◆ Tarefa atribuída A
Filtre as linhas dos dados, mantendo somente as que contêm a palavra "rough", e copie-as na íntegra.
◆ Tarefa atribuída B
Por favor, prossiga o trecho sobre Pistola e a bocha a partir do ponto em que ele termina.

◆ Trecho para leitura
══════
Dos principais orgulhos de Pistola, estão, além do título de melhor bochador do Rio Grande do Sul, as inúmeras viagens pelo estado e até na Argentina em competições de bocha. Apesar do prejuízo que tinha, — por deixar a oficina fechada enquanto competia — Anildo sempre atendia os pedidos dos clubes para que ele participasse dos campeonatos. “Modestamente falando, onde eu passasse eu completava metade do time. Eu jogava pelo prazer de jogar, e por muito tempo joguei de uma forma que poucos viam”, conta.
Também é orgulho para Anildo uma capacidade de mira que possuía com a bocha e que ainda não encontrou igual em outros atletas. “Por exemplo, eu colocava um copo de vidro do lado de uma bocha e acertava a bocha sem quebrar o copo de vidro. As pessoas ficavam admiradas com aquilo”, relembra.
══════
◆ Dados fornecidos
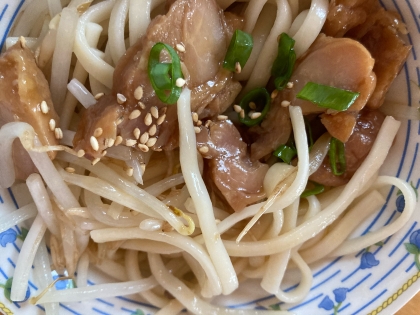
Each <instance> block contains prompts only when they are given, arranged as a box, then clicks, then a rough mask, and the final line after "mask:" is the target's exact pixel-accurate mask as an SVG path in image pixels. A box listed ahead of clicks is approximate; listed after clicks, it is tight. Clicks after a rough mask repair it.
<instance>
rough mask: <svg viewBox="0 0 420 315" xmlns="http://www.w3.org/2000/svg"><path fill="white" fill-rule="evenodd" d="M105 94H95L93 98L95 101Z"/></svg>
mask: <svg viewBox="0 0 420 315" xmlns="http://www.w3.org/2000/svg"><path fill="white" fill-rule="evenodd" d="M104 95H105V94H104V93H98V94H96V95H95V96H94V97H95V100H99V99H100V98H101V97H102V96H104Z"/></svg>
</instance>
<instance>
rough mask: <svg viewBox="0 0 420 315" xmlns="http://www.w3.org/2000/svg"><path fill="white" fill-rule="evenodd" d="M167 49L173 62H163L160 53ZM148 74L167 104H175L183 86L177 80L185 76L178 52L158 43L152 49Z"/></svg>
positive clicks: (151, 50) (156, 93)
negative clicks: (181, 85)
mask: <svg viewBox="0 0 420 315" xmlns="http://www.w3.org/2000/svg"><path fill="white" fill-rule="evenodd" d="M162 50H166V51H167V52H168V53H169V56H170V57H171V59H172V62H171V63H161V62H160V53H161V52H162ZM148 75H149V79H150V82H151V83H152V87H153V89H154V90H155V92H156V95H157V97H159V99H160V100H161V101H162V102H164V103H166V104H175V103H176V101H177V100H178V98H179V96H180V95H181V90H182V88H181V87H178V86H176V80H177V79H179V78H183V75H182V71H181V63H180V61H179V57H178V54H177V53H176V51H175V50H174V49H173V48H172V47H171V46H169V45H167V44H164V43H156V44H155V45H154V46H153V47H152V49H151V50H150V56H149V63H148Z"/></svg>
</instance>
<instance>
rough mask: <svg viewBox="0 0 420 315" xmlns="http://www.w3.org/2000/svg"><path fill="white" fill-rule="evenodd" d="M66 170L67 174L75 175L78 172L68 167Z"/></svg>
mask: <svg viewBox="0 0 420 315" xmlns="http://www.w3.org/2000/svg"><path fill="white" fill-rule="evenodd" d="M65 170H66V172H67V173H74V172H75V171H76V170H75V169H74V168H73V167H66V168H65Z"/></svg>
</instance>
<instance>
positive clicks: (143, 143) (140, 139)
mask: <svg viewBox="0 0 420 315" xmlns="http://www.w3.org/2000/svg"><path fill="white" fill-rule="evenodd" d="M147 140H149V133H148V132H147V131H146V132H145V133H143V134H142V135H141V137H140V143H142V144H145V143H146V142H147Z"/></svg>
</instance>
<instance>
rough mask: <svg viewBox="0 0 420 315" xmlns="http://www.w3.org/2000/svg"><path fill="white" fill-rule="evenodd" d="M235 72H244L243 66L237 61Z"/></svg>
mask: <svg viewBox="0 0 420 315" xmlns="http://www.w3.org/2000/svg"><path fill="white" fill-rule="evenodd" d="M235 72H236V73H241V72H242V67H241V64H240V63H239V61H237V62H236V63H235Z"/></svg>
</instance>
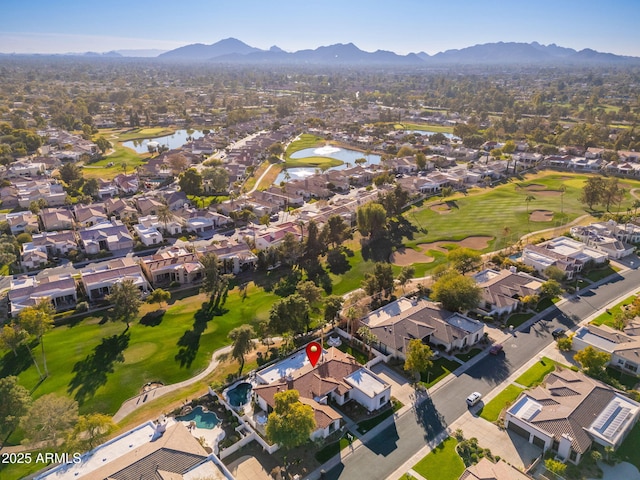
══════
◆ Resposta A
Each <instance> block contains prompts only when they are given, arranged as a box, then clicks, then a rough mask, and the final line after "mask:" is the target's exact pixel-accurate mask as an SVG path in image pixels. A box listed ahead of clicks is approximate; listed after clicks, it is tight. Clicks after a rough mask repair it.
rough mask: <svg viewBox="0 0 420 315" xmlns="http://www.w3.org/2000/svg"><path fill="white" fill-rule="evenodd" d="M105 94H95L93 98L95 101Z"/></svg>
rough mask: <svg viewBox="0 0 420 315" xmlns="http://www.w3.org/2000/svg"><path fill="white" fill-rule="evenodd" d="M167 49L173 62H163L160 53ZM148 74L167 104H175L183 86L177 80L185 76L178 52L158 43L152 49Z"/></svg>
rough mask: <svg viewBox="0 0 420 315" xmlns="http://www.w3.org/2000/svg"><path fill="white" fill-rule="evenodd" d="M66 170L67 174L75 175L78 172L68 167Z"/></svg>
rough mask: <svg viewBox="0 0 420 315" xmlns="http://www.w3.org/2000/svg"><path fill="white" fill-rule="evenodd" d="M235 72H244L243 66L237 61Z"/></svg>

◆ Resposta B
Osório, colhendo e replicando lições de vida na SOERAL
Depois de praticar vôlei, basquete, futebol, tênis de mesa e de quadra, aos 50 anos Eduardo José Osório conheceu a bocha. Ela lhe foi apresentada em alguma tardinha, enquanto passeava na redenção após o expediente e procurava algo para lhe entreter um pouco mais antes de retornar para casa.
Estabeleceu, então, a partir de 1988 um vínculo com a sociedade onde passou de sócio para atleta, de atleta para presidente do clube. Por dois mandatos foi presidente, por outro tesoureiro. Atualmente, durante todas as tardes de segunda a sexta-feira, frequenta a sociedade somente para jogar cartas.
A verdade é que Osório por muitos anos foi fumante, e um enfisema pulmonar o tirou além da facilidade em respirar, muitas outras coisas como, inclusive, a bocha — que havia se demonstrado uma grande uma grande habilidade. Sua rotina está limitada, hoje em dia, em fazer nebulização e exercícios respiratórios pela manhã. Ao meio dia almoça, leva a neta no
pré-vestibular e passa a tarde na SOERAL jogando canastra e conversando.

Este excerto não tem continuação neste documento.